THE PROBLEM
Every line in the records below between the one holding "# shape of each answer: point(391, 382)" and the one holding "# test: mark the hazy", inclusive, is to be set down exactly; all other lines are to be left out.

RECORDS PROVIDED
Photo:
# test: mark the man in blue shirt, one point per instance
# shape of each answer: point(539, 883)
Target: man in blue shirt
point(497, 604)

* * *

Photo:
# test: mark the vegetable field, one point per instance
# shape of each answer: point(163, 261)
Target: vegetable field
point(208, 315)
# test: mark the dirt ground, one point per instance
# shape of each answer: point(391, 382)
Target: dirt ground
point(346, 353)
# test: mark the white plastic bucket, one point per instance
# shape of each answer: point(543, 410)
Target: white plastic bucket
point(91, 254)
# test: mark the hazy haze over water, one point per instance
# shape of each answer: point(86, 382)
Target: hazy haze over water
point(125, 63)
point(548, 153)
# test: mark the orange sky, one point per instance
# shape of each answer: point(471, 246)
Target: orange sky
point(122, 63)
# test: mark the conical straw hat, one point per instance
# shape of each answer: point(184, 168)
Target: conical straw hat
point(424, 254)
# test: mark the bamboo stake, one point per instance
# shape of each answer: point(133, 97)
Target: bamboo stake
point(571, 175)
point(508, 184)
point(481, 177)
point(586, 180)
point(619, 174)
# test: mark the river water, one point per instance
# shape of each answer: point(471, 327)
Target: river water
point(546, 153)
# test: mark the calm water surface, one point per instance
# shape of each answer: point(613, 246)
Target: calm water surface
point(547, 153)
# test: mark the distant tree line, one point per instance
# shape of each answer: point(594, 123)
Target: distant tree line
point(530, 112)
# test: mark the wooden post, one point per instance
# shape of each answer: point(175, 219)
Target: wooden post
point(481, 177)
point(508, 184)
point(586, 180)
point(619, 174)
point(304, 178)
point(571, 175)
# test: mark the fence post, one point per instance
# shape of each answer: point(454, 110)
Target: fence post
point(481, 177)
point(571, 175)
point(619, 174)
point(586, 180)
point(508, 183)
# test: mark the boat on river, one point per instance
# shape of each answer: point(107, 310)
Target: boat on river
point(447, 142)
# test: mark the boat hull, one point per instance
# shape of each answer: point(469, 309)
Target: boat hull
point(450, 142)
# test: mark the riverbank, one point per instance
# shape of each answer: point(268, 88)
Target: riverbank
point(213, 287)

ANSWER BELOW
# shape of each answer: point(391, 382)
Target: dirt ground
point(346, 353)
# test: mark the white plastic bucket, one point per instance
# shape of each answer: point(543, 410)
Target: white plastic bucket
point(91, 254)
# test: mark the hazy haze over water, one point per instance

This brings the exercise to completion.